## What the task asks
Print the following lines back verbatim, with nothing altered, added or left out.

++++ Material supplied ++++

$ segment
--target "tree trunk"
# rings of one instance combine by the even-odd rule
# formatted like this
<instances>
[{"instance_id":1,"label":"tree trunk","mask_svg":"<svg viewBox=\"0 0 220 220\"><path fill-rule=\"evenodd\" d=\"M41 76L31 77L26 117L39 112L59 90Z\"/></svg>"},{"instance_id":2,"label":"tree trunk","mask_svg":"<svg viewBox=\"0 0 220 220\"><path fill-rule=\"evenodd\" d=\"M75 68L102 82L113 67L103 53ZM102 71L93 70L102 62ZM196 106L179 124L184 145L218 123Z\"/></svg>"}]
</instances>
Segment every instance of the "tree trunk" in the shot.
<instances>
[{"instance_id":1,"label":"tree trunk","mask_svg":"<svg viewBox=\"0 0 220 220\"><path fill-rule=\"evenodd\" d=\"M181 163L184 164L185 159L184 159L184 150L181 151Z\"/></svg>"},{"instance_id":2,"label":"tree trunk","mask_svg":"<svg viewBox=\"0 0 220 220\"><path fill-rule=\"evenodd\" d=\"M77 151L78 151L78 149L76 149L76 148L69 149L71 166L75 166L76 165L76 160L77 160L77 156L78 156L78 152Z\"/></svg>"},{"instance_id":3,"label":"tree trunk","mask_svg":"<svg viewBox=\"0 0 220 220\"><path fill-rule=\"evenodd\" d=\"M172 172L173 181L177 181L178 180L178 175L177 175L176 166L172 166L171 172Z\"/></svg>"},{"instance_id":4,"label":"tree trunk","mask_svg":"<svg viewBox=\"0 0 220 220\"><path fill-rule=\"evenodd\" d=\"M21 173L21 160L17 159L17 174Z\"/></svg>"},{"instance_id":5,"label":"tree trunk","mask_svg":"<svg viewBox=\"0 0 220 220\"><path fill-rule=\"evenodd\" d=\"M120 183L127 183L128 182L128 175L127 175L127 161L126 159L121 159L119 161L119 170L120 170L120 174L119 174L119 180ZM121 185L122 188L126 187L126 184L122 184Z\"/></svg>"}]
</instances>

++++

## Final result
$ segment
--target "tree trunk"
# rings of one instance combine by the even-odd rule
# formatted like this
<instances>
[{"instance_id":1,"label":"tree trunk","mask_svg":"<svg viewBox=\"0 0 220 220\"><path fill-rule=\"evenodd\" d=\"M41 76L31 77L26 117L39 112L59 90Z\"/></svg>"},{"instance_id":2,"label":"tree trunk","mask_svg":"<svg viewBox=\"0 0 220 220\"><path fill-rule=\"evenodd\" d=\"M75 68L102 82L113 67L103 53ZM102 71L93 70L102 62ZM196 106L179 124L184 145L218 123Z\"/></svg>"}]
</instances>
Segment every instance of the "tree trunk" in the shot.
<instances>
[{"instance_id":1,"label":"tree trunk","mask_svg":"<svg viewBox=\"0 0 220 220\"><path fill-rule=\"evenodd\" d=\"M181 163L184 164L185 159L184 159L184 150L181 151Z\"/></svg>"},{"instance_id":2,"label":"tree trunk","mask_svg":"<svg viewBox=\"0 0 220 220\"><path fill-rule=\"evenodd\" d=\"M77 151L78 151L78 149L76 149L76 148L69 149L71 166L75 166L76 165L76 160L77 160L77 156L78 156L78 152Z\"/></svg>"},{"instance_id":3,"label":"tree trunk","mask_svg":"<svg viewBox=\"0 0 220 220\"><path fill-rule=\"evenodd\" d=\"M172 172L173 181L177 181L178 180L178 175L177 175L176 166L172 166L171 172Z\"/></svg>"},{"instance_id":4,"label":"tree trunk","mask_svg":"<svg viewBox=\"0 0 220 220\"><path fill-rule=\"evenodd\" d=\"M21 173L21 160L17 159L17 174Z\"/></svg>"},{"instance_id":5,"label":"tree trunk","mask_svg":"<svg viewBox=\"0 0 220 220\"><path fill-rule=\"evenodd\" d=\"M120 183L127 183L128 182L128 175L127 175L127 161L126 159L121 159L119 161L119 170L120 170L120 174L119 174L119 180ZM121 185L122 188L126 187L126 184L122 184Z\"/></svg>"}]
</instances>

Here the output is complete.